You don't mention the number of machines used.

It would require C language level changes to Exim, or some complex
configuration, to change from the current spool model to something which
manages destination queues and shuffles mail between them.

I could do it as a configuration-only thing, and with documentation it
would be maintainable, but I'd use it as an opportunity to study what
was needed and find ways to move it into the core to be more easily
configured as a stock option and reduce the technical debt of the
configuration maintenance.

Exim's not geared, as is, for large backlogs. With enough grunt, you
can overcome that, but it won't be as capable as a major email-pushing
engine.

Note that Exim's bias is towards stability; the
one-process-per-connection model (both inbound and outbound) means that
one weird remote site can't screw up other deliveries. If you have an
MTA which never does TLS, doesn't worry about inbound connections except
enough to handle callout verifications, and where the volumes are enough
that a few connections dying at once is statistical noise, you can swing
the bias to optimise for outbound throughput instead.

_EXERCISE TASKS_:
• 1. Answer these from the passage on Exim:
(a) What does the writer say changing Exim from its current spool model would require?
(b) What is Exim's bias towards?
(c) What connection model does Exim use?
• 2. Carry the passage on Exim forward from its last sentence.
The listing after this passage comes from a separate source.

_DATASET ENTRIES_:
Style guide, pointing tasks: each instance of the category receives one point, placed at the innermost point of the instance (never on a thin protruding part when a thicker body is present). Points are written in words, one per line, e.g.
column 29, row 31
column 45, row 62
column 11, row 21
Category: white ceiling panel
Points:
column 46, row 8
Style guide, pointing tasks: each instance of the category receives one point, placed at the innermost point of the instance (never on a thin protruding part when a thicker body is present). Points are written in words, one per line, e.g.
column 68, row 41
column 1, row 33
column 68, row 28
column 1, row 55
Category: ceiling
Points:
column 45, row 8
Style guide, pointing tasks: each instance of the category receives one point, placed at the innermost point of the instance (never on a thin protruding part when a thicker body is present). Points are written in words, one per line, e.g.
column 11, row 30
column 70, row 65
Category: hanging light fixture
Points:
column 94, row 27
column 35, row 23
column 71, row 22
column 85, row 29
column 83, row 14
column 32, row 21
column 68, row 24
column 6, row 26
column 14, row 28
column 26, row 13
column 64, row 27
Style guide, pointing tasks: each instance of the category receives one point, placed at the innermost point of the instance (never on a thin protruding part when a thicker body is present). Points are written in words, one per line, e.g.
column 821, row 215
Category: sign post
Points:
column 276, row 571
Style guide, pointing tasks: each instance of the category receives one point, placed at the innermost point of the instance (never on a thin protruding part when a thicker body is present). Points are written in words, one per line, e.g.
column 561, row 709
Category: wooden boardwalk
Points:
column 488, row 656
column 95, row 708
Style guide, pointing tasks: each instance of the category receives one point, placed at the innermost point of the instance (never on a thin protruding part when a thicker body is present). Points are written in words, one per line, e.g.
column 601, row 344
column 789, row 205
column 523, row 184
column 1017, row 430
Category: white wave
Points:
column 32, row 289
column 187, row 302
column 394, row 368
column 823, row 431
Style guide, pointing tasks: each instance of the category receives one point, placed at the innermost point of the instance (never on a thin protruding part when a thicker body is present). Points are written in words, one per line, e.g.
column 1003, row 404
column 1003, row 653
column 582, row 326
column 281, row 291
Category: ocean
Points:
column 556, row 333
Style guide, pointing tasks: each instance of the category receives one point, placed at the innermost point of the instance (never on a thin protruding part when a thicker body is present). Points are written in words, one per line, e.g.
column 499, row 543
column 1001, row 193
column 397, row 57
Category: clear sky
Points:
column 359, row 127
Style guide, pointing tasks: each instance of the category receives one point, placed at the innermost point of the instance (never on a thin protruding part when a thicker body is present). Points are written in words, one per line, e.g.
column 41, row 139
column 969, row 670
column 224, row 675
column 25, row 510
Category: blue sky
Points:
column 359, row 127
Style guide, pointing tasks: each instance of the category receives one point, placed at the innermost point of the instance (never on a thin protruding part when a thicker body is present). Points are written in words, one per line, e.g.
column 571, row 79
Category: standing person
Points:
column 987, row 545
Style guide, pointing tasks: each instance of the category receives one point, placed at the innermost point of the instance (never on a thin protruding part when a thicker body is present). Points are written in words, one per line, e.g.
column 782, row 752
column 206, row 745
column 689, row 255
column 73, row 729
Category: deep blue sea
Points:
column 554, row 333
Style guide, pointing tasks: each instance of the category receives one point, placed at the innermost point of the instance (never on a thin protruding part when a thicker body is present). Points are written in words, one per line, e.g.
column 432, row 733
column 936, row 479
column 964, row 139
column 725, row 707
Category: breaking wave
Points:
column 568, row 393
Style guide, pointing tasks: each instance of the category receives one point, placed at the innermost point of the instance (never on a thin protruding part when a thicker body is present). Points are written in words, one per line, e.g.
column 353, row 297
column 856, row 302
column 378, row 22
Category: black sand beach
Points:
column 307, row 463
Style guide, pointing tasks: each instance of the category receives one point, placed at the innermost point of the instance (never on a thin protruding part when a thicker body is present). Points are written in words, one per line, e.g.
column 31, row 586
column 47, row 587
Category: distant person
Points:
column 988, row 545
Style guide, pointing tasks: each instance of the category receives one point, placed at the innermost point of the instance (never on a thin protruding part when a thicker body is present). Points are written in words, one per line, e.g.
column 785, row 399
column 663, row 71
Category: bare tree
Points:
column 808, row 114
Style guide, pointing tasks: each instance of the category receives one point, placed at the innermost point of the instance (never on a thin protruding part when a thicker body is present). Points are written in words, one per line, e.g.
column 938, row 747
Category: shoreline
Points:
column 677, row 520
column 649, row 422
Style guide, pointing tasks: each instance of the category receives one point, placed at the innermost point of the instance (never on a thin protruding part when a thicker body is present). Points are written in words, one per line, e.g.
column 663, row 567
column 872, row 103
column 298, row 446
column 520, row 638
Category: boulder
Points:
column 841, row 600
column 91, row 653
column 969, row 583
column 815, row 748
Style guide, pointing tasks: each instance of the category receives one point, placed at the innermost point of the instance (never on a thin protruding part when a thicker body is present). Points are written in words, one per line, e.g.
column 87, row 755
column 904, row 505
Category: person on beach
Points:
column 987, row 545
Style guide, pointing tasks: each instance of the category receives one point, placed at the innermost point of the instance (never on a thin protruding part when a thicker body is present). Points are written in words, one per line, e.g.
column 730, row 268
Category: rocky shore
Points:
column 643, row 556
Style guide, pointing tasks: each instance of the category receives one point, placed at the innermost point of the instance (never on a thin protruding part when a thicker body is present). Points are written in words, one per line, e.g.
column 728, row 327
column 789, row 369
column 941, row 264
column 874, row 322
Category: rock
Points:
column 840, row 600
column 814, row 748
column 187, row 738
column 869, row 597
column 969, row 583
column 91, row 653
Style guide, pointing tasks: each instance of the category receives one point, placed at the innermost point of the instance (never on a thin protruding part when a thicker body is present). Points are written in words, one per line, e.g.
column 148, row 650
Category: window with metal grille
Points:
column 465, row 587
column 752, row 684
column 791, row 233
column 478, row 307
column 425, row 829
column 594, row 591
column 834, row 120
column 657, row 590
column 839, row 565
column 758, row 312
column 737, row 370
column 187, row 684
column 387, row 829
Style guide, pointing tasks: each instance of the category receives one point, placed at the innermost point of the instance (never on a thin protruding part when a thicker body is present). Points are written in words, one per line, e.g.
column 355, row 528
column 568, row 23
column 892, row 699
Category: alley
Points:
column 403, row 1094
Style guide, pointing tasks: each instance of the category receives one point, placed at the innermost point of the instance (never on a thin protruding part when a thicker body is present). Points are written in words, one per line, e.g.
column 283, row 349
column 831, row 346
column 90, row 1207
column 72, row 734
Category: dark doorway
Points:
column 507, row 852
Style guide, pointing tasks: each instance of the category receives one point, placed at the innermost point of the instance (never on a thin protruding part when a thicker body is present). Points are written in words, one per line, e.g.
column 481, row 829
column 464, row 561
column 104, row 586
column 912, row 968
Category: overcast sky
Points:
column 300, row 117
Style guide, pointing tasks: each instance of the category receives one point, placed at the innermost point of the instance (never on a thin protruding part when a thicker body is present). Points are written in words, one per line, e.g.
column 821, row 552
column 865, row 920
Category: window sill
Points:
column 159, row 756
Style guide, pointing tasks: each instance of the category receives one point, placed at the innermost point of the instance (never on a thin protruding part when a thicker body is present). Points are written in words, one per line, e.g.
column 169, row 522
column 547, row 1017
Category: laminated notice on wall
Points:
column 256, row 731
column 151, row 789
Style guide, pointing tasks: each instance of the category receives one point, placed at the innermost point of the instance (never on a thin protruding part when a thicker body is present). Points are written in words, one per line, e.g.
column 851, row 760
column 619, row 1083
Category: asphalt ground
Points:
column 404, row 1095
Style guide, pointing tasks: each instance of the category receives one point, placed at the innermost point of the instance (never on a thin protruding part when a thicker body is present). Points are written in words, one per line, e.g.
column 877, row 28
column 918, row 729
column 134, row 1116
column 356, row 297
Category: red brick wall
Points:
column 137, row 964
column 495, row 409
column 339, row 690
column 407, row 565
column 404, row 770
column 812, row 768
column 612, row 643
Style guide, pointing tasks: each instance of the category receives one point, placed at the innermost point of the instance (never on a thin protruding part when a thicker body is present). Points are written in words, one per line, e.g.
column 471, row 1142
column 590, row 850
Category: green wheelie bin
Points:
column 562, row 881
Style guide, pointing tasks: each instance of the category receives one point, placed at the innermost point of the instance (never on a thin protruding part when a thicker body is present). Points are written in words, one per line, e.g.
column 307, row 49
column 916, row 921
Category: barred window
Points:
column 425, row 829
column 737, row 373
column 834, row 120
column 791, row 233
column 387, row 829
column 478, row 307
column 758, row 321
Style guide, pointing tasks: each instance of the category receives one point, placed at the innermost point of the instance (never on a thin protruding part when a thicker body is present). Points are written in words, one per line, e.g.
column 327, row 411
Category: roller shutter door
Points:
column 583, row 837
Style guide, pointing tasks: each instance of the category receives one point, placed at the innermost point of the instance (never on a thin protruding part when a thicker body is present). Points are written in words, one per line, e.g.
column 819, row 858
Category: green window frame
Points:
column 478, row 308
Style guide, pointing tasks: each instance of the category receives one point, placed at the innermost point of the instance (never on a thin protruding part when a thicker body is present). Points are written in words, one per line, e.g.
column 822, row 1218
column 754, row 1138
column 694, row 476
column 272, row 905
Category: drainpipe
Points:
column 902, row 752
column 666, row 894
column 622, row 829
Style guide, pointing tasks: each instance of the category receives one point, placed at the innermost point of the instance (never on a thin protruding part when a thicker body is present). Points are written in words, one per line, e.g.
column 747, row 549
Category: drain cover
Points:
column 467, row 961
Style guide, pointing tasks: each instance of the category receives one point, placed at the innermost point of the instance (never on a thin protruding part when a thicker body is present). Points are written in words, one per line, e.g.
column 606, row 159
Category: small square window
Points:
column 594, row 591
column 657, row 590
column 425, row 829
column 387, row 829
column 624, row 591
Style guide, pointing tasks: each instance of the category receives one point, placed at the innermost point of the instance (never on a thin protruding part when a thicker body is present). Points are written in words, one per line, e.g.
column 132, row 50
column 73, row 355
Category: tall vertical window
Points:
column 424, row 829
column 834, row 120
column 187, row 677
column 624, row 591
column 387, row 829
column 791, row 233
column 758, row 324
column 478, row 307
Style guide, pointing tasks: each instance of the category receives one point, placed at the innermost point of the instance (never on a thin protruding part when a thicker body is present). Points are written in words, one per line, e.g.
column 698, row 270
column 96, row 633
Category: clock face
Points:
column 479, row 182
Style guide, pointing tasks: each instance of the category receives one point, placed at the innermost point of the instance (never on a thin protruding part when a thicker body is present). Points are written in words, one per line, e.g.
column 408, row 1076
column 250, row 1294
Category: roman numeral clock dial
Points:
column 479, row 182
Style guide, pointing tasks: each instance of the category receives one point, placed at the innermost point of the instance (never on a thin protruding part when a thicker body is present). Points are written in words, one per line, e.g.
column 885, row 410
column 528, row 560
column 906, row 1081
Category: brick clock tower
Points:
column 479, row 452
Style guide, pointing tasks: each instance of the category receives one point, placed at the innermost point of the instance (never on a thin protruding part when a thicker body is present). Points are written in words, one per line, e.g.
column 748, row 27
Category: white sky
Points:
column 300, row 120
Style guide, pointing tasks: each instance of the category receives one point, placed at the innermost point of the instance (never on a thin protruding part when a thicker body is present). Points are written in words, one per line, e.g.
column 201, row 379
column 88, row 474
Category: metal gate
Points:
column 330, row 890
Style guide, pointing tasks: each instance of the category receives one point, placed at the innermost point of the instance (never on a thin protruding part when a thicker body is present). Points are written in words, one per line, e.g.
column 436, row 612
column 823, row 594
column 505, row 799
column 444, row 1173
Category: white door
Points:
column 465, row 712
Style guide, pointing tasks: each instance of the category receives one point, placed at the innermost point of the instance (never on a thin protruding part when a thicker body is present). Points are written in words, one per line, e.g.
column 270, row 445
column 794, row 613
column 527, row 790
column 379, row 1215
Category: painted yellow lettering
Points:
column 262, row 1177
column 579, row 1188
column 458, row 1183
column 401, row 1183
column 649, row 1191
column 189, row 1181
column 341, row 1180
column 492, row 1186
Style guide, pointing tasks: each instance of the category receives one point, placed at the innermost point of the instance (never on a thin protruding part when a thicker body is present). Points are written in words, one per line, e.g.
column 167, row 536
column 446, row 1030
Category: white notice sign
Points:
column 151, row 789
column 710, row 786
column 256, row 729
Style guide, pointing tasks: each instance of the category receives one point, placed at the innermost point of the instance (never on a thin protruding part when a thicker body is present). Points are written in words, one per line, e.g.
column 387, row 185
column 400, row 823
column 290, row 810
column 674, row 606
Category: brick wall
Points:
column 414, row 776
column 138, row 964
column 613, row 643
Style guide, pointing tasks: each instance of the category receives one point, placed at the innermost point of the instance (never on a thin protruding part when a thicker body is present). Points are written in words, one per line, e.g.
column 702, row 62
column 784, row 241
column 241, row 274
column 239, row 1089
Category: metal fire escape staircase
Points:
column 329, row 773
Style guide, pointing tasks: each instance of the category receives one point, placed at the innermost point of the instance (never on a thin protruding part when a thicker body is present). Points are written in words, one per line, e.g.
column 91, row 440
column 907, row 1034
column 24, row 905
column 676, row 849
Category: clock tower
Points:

_RESPONSES_:
• 1.
(a) C language level changes to Exim, or some complex configuration.
(b) Stability.
(c) One process per connection, both inbound and outbound.

• 2.
I think it's PowerMTA that I looked at back in January or so, and if
I'm remembering the right product, it's got support for web-bugs and
other tricks to try to get status feedback from HTML-enabled
mail-clients, to try to gather deliverability statistics, and it's all
tied into some nice dashboards. If a marketing department is looking at
this, you've got a bunch of work to do to compete. The MTA I looked at
was quite nice, at a technical level; it took to heart the C10k lessons
and, from the paper blurb, gave my cynical side pause enough to be
willing to take a serious look. That doesn't mean I ever want a job
_running_ a closed source MTA. *shudder* Being a postmaster has enough
problems already, without having a product you can't investigate and fix
yourself, when you're talking to so many different products at remote
sites. MTAs are one product that _seriously_ benefit from having the
source. But that's my bias. And hey, I ended up becoming an MTA
maintainer as a result.

Most open source folks don't send high volumes of identical mails, so
there hasn't been the push to develop an open competitor, so the
closed-source side has more options here.